Selected passage
-- Opening Marker --

Five times a day, he heads out the back of his restaurant, Old Jerusalem at 25th and Mission streets, and climbs the stairs to his rooftop, which overlooks the Mission and Bernal Heights.
He always concludes the routine with a Marlboro Gold and a scorching-hot cup of tea with fresh mint.
It’s a lifetime away from the farm where Mazen, now age 58, was raised, one of 11 children, in a small village named Saffa in Ramallah, Palestine. His family grew cucumbers, tomatoes, watermelon and, on the village’s mountaintop, olives.
The Mazen family raised cows, sheep and goats. Mazen had his own pet donkey, which he said he loved dearly.
“Donkeys were for those who couldn’t afford horses,” he said. “Those who couldn’t afford donkeys walked.”
Mazen’s donkey was his most prized possession. He would use it to plow the family’s land and carry produce back from the top of the mountain.
He looks back on his childhood fondly, remembering the village’s ceremonial olive harvest and the fiercely competitive soccer matches.
He and his friends would wait outside the nearby girls’ school in the afternoons, each picking who they said they would one day marry.
“Of course, we never had the guts to go up to them and introduce ourselves. It was just fun to love from afar. That’s what kids do.”
Mazen was 19 during the first intifada in 1987, a political uprising against Israel in which more than 1,100 Palestinians, many of them children, were killed.
“Nothing was ever the same,” he says.
He was still in his teens when he left to start a new life in the United States. In San Francisco, he worked all sorts of odd jobs: Bagging groceries at Mike’s on Mission Street, tow-truck driver, and endless kitchen gigs.
Next came an arranged marriage. “She had seen a photo of me beforehand, I didn’t, but I didn’t really care,” he recalled. “I just wanted to get married.”
His bride was another Palestinian from Ramallah, possibly one of the girls he’d admired from afar during his school days.
He said falling in love and wanting to raise a family motivated him to be self-sufficient by starting his own business. Mazen felt there was a gap to be filled, that existing Middle Eastern restaurants weren’t serving “true” Palestinian food.
One day, Mazen noticed a new “for sale” sign in a window on his commute home. The asking price was far above his price range, but with loans from a bank, family and friends, he cobbled together enough money to buy it.
Old Jerusalem Restaurant opened in 2005. At first, business was so slow that he had to borrow another $40,000 loan from a friend, but eventually it picked up.

-- Closing Marker --

Work order
Copy word for word the part of the profile of Mazen that opens with the words containing "He looks back" and closes with "endless kitchen gigs.".

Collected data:
-- Opening Marker --

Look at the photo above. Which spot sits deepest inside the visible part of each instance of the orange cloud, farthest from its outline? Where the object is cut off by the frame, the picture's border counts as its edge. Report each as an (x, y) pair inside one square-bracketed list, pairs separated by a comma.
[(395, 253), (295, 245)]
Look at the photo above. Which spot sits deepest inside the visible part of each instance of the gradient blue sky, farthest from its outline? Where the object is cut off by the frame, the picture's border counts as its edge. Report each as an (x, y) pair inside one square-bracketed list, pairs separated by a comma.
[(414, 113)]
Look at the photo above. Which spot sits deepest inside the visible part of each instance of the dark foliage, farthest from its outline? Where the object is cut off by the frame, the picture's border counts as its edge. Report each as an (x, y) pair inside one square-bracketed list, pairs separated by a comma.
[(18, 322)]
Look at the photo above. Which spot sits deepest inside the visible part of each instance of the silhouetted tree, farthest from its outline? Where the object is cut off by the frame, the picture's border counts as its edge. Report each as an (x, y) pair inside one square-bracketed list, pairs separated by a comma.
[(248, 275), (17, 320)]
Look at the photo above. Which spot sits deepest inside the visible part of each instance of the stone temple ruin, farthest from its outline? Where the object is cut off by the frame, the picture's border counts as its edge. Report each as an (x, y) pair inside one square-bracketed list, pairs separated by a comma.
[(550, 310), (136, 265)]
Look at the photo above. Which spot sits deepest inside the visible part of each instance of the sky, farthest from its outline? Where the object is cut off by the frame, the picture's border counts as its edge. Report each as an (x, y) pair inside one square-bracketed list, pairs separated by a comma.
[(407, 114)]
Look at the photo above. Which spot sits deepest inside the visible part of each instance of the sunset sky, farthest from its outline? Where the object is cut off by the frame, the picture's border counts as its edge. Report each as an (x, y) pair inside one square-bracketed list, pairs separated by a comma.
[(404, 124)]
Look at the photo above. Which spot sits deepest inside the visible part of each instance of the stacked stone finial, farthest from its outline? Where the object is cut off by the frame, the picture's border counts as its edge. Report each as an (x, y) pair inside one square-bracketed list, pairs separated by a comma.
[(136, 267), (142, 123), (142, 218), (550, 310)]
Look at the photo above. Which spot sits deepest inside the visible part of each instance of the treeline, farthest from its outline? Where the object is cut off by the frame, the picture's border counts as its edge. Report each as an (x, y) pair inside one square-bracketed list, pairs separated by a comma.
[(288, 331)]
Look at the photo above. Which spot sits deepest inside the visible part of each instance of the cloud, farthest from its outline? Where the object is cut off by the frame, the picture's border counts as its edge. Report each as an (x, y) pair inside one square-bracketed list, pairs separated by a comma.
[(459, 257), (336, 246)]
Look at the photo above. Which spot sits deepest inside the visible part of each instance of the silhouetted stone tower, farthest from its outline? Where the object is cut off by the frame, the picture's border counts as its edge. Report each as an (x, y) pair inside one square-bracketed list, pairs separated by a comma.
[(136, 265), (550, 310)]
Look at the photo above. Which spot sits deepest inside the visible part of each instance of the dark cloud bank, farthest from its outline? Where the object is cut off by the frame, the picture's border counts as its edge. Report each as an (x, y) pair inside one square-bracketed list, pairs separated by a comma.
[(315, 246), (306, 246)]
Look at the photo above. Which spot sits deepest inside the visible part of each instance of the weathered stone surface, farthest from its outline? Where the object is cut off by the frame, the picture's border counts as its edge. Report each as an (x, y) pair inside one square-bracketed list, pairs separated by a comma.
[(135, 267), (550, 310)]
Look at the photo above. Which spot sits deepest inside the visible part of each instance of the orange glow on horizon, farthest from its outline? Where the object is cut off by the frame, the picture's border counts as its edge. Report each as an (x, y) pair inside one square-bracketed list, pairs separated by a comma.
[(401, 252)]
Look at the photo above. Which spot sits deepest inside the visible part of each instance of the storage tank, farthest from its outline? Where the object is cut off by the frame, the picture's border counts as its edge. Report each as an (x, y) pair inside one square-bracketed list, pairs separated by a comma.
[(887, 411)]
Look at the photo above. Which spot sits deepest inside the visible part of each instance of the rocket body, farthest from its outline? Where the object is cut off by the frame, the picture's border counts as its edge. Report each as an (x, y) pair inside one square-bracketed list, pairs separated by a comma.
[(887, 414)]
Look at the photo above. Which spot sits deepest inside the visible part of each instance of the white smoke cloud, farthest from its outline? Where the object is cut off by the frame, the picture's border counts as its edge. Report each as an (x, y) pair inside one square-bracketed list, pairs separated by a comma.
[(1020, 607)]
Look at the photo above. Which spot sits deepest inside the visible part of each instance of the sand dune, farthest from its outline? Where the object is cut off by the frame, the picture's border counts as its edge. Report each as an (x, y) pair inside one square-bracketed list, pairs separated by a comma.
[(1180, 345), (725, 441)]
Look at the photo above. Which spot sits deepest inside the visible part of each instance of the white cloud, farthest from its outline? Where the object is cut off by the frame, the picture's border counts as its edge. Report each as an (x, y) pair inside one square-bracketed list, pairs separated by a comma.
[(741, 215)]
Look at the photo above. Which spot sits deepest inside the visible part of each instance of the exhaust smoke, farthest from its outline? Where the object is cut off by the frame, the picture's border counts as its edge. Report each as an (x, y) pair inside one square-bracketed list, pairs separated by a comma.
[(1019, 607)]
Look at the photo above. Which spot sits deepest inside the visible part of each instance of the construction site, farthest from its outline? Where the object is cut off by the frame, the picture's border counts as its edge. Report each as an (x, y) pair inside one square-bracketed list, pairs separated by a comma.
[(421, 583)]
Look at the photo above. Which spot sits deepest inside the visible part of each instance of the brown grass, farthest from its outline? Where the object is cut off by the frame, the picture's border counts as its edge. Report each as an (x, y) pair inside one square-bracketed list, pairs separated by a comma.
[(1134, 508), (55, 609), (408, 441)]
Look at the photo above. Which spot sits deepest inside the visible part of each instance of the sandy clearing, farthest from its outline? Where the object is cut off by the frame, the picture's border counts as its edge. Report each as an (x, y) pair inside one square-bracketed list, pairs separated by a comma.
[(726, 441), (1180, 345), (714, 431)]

-- Closing Marker --

Answer section
He looks back on his childhood fondly, remembering the village’s ceremonial olive harvest and the fiercely competitive soccer matches.
He and his friends would wait outside the nearby girls’ school in the afternoons, each picking who they said they would one day marry.
“Of course, we never had the guts to go up to them and introduce ourselves. It was just fun to love from afar. That’s what kids do.”
Mazen was 19 during the first intifada in 1987, a political uprising against Israel in which more than 1,100 Palestinians, many of them children, were killed.
“Nothing was ever the same,” he says.
He was still in his teens when he left to start a new life in the United States. In San Francisco, he worked all sorts of odd jobs: Bagging groceries at Mike’s on Mission Street, tow-truck driver, and endless kitchen gigs.